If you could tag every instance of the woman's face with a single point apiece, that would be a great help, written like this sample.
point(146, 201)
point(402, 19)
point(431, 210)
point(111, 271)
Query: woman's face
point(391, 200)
━━━━━━━━
THE REQUEST
Replace "woman's face" with "man's face" throughout the records and repeat them with nothing else changed.

EXERCISE RESPONSE
If you could tag every instance of the man's face with a single point apiece, that would be a great help, written like this sample.
point(146, 201)
point(402, 19)
point(431, 210)
point(111, 271)
Query: man's face
point(391, 200)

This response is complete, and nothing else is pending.